SOURCE MATERIAL:

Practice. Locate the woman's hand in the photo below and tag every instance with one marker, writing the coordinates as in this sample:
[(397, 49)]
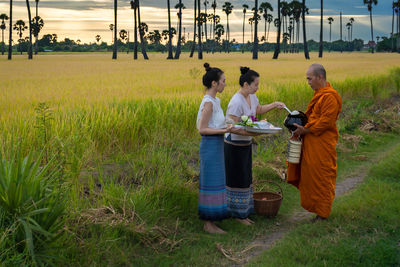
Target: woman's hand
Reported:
[(300, 130), (279, 105), (229, 128)]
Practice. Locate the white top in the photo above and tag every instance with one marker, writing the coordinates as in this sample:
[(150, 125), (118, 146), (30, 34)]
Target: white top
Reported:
[(217, 119), (238, 107)]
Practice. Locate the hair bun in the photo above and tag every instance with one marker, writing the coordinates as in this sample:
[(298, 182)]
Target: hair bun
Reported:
[(244, 70), (207, 66)]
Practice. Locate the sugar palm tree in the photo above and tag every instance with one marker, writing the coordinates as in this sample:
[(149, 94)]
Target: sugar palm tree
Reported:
[(123, 35), (264, 7), (251, 22), (227, 9), (20, 27), (214, 7), (397, 10), (134, 6), (369, 4), (98, 38), (142, 30), (351, 29), (3, 18), (219, 31), (111, 26), (10, 34), (256, 19), (194, 29), (348, 26), (330, 20), (178, 47), (115, 30), (245, 7), (37, 27), (200, 50), (205, 22), (303, 15), (170, 56), (30, 30), (270, 19), (321, 32), (278, 36)]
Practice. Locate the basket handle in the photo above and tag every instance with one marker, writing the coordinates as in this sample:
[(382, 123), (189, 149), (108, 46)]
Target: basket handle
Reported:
[(271, 182)]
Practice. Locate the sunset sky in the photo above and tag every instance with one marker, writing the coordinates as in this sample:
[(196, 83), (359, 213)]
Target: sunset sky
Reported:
[(83, 20)]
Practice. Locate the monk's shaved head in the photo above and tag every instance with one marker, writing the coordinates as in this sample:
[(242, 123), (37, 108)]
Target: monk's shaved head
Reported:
[(318, 70)]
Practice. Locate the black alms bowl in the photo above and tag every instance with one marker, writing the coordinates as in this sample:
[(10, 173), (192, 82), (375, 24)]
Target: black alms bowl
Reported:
[(300, 119)]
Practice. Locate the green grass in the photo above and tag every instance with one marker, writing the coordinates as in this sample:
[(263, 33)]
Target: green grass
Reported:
[(363, 230), (129, 157)]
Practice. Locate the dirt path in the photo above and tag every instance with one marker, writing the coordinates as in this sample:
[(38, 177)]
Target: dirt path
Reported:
[(298, 217)]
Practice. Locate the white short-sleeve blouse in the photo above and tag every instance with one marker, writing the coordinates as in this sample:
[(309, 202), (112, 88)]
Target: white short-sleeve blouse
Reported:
[(217, 119), (238, 107)]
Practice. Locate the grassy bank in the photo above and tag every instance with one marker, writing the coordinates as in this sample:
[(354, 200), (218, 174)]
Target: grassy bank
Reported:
[(364, 228)]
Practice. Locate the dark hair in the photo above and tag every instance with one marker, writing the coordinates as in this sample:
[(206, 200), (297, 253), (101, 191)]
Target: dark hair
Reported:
[(247, 76), (212, 75)]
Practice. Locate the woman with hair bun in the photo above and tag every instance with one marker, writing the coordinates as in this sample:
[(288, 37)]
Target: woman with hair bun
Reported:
[(238, 154), (211, 125)]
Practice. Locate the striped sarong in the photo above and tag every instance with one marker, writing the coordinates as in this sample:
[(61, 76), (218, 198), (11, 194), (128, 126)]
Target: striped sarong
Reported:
[(239, 179), (212, 191)]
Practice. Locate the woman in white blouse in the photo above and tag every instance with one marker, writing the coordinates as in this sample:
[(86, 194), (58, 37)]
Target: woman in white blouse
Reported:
[(211, 125), (238, 154)]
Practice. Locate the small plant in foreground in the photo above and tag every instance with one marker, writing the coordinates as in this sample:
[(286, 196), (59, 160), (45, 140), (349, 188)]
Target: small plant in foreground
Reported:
[(31, 208)]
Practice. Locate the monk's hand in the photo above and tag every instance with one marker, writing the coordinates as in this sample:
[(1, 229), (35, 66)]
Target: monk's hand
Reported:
[(279, 105), (300, 130)]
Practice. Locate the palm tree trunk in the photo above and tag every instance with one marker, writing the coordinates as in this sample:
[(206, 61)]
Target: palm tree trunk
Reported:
[(321, 33), (200, 54), (392, 36), (306, 54), (205, 22), (214, 29), (142, 44), (228, 33), (372, 29), (178, 47), (194, 29), (278, 37), (10, 35), (115, 30), (2, 42), (351, 33), (255, 47), (244, 21), (135, 34), (30, 30), (170, 56), (37, 35), (398, 31)]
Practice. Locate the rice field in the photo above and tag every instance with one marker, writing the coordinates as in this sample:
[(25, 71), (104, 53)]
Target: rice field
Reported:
[(114, 101), (125, 130)]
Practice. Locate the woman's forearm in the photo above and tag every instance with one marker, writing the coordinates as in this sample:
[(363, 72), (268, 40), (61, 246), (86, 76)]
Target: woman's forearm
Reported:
[(211, 131)]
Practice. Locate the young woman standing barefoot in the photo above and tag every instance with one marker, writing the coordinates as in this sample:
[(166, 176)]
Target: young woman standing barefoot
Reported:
[(238, 154), (211, 126)]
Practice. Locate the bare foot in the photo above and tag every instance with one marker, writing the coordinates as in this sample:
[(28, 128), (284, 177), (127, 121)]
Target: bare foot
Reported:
[(250, 221), (317, 218), (244, 221), (211, 228)]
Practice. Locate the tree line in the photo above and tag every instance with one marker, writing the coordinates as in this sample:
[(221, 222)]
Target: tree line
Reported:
[(211, 35)]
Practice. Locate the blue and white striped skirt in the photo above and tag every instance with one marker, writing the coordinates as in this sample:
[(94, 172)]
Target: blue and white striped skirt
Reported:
[(212, 192)]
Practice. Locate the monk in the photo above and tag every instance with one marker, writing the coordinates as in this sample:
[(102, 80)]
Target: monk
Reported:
[(315, 175)]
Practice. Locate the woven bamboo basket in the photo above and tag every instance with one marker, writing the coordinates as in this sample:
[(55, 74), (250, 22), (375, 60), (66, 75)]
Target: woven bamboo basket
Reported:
[(268, 203)]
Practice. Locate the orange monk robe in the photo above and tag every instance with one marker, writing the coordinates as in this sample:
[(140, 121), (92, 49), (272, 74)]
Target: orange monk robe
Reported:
[(315, 176)]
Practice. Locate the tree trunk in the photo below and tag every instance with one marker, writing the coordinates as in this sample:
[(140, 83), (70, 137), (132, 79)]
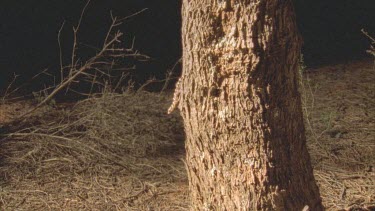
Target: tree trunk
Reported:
[(238, 96)]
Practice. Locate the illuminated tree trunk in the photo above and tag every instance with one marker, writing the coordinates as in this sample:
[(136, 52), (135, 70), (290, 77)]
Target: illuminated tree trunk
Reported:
[(238, 96)]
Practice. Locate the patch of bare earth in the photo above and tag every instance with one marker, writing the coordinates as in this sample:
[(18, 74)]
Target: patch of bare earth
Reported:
[(123, 152)]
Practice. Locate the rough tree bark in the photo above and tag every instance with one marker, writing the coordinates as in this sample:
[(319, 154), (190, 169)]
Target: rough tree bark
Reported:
[(238, 96)]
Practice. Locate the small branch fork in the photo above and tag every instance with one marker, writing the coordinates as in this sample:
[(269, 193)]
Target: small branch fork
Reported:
[(96, 66)]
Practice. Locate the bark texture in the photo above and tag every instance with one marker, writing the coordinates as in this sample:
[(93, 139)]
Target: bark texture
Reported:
[(238, 96)]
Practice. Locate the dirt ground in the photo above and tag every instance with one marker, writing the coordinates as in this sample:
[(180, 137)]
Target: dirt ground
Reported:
[(123, 152)]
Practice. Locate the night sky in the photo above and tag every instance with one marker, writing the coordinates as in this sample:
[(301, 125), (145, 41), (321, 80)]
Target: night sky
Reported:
[(28, 31)]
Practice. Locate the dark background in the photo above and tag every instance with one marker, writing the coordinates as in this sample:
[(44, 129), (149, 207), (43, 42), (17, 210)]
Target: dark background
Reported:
[(29, 28)]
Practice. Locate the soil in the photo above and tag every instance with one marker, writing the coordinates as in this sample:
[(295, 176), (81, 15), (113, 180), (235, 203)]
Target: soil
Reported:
[(122, 152)]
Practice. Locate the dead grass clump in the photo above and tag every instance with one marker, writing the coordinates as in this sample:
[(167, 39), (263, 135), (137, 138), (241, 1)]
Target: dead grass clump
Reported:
[(110, 152), (340, 132)]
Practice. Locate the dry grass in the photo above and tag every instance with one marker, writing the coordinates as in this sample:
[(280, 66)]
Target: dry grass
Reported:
[(112, 152), (122, 152)]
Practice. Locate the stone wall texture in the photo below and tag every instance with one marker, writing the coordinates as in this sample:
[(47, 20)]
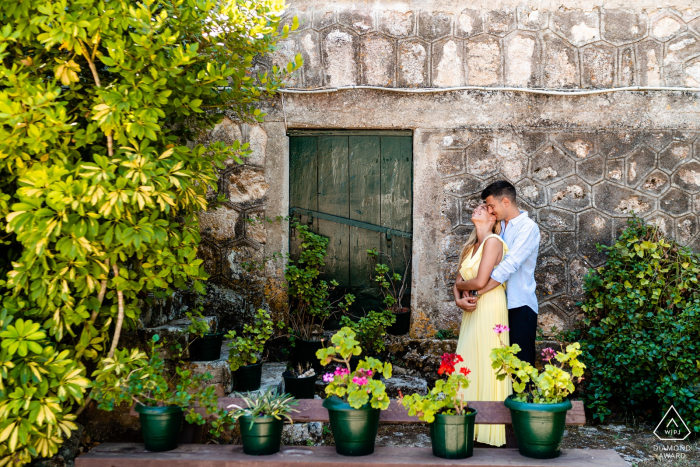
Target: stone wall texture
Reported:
[(582, 165)]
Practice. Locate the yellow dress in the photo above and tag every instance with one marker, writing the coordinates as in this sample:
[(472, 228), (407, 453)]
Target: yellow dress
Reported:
[(476, 339)]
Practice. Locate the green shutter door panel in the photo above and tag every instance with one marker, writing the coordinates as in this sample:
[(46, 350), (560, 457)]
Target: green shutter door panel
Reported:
[(362, 179)]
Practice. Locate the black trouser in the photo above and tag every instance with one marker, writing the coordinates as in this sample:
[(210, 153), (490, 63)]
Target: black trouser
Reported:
[(522, 322)]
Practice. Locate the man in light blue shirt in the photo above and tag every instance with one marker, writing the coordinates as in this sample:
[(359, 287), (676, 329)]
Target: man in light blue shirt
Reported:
[(522, 236)]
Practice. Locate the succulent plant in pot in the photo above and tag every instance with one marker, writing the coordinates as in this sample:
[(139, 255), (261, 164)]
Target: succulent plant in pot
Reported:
[(451, 420), (354, 398), (540, 401), (134, 376), (261, 420), (245, 350)]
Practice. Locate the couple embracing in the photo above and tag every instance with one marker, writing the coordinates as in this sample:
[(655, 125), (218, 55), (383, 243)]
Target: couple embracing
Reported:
[(496, 285)]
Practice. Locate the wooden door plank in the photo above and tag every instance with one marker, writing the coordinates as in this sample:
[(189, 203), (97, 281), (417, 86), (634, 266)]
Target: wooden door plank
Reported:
[(333, 198), (206, 455), (488, 412)]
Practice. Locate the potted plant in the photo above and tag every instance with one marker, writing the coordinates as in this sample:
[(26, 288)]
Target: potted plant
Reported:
[(309, 296), (393, 287), (245, 349), (354, 397), (370, 331), (204, 342), (300, 382), (262, 419), (133, 376), (451, 420), (540, 401)]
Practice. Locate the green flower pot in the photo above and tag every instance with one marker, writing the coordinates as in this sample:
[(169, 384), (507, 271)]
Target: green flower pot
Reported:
[(539, 428), (354, 430), (247, 378), (206, 348), (261, 435), (452, 436), (160, 426)]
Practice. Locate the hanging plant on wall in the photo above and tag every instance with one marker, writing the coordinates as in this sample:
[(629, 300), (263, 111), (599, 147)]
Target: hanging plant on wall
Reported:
[(99, 192)]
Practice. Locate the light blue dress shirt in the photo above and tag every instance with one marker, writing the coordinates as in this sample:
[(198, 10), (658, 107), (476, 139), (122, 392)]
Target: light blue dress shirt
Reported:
[(518, 267)]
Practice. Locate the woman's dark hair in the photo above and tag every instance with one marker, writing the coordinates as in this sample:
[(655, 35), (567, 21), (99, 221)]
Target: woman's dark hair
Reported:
[(499, 189)]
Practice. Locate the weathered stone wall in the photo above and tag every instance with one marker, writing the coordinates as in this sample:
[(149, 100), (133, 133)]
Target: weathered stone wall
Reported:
[(581, 164)]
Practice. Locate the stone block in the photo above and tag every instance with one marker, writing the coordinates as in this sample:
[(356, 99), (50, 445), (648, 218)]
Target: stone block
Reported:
[(550, 164), (557, 220), (484, 67), (598, 66), (469, 23), (675, 202), (593, 227), (624, 26), (618, 201), (413, 64), (628, 73), (360, 20), (639, 164), (532, 20), (310, 52), (324, 16), (572, 194), (523, 54), (340, 50), (591, 169), (500, 22), (687, 177), (434, 25), (397, 23), (655, 183), (674, 155), (378, 55), (666, 26), (560, 63), (649, 58), (578, 27)]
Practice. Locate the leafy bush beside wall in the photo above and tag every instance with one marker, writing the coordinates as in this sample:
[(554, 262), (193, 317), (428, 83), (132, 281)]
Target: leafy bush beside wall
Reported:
[(642, 343)]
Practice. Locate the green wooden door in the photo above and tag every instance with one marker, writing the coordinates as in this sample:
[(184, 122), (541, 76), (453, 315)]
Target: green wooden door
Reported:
[(356, 189)]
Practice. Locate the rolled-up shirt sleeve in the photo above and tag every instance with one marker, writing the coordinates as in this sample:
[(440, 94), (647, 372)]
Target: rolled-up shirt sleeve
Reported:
[(525, 243)]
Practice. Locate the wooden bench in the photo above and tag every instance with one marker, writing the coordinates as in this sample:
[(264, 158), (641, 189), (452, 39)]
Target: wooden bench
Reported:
[(495, 413), (311, 410)]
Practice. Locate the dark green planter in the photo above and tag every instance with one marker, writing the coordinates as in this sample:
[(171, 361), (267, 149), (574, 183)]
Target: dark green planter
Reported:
[(539, 428), (207, 347), (261, 435), (355, 360), (402, 324), (160, 426), (305, 353), (247, 378), (354, 430), (452, 436), (300, 388)]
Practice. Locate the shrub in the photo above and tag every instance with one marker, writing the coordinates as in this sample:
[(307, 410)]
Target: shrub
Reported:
[(642, 337), (99, 192)]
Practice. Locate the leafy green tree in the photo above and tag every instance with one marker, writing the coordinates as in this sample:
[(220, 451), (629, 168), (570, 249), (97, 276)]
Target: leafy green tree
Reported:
[(99, 191)]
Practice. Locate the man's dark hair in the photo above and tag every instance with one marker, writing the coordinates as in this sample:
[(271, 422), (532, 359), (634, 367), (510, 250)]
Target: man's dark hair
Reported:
[(499, 189)]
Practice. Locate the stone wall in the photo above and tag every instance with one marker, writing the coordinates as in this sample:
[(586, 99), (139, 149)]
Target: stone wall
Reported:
[(581, 164)]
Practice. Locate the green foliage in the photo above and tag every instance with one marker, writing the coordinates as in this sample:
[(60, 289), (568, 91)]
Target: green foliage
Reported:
[(357, 388), (370, 329), (309, 296), (244, 350), (641, 341), (552, 385), (99, 192), (134, 376), (267, 404)]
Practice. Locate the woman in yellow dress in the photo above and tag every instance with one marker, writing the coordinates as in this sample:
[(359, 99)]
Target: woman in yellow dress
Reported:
[(480, 255)]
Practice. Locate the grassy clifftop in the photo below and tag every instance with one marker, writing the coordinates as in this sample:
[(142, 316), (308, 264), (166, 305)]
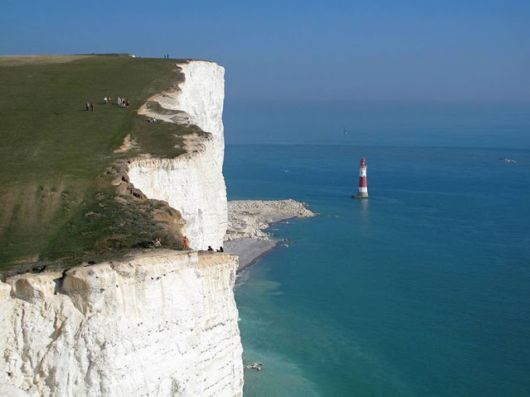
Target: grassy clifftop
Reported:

WHAT THE TASK ASKS:
Look over the entries for "shrub", then copy every line that includes that string.

RESPONSE BELOW:
Practice. Locate the shrub in the photo above and tag every instance with one marker, writing the coordinates as in this sample:
Target: shrub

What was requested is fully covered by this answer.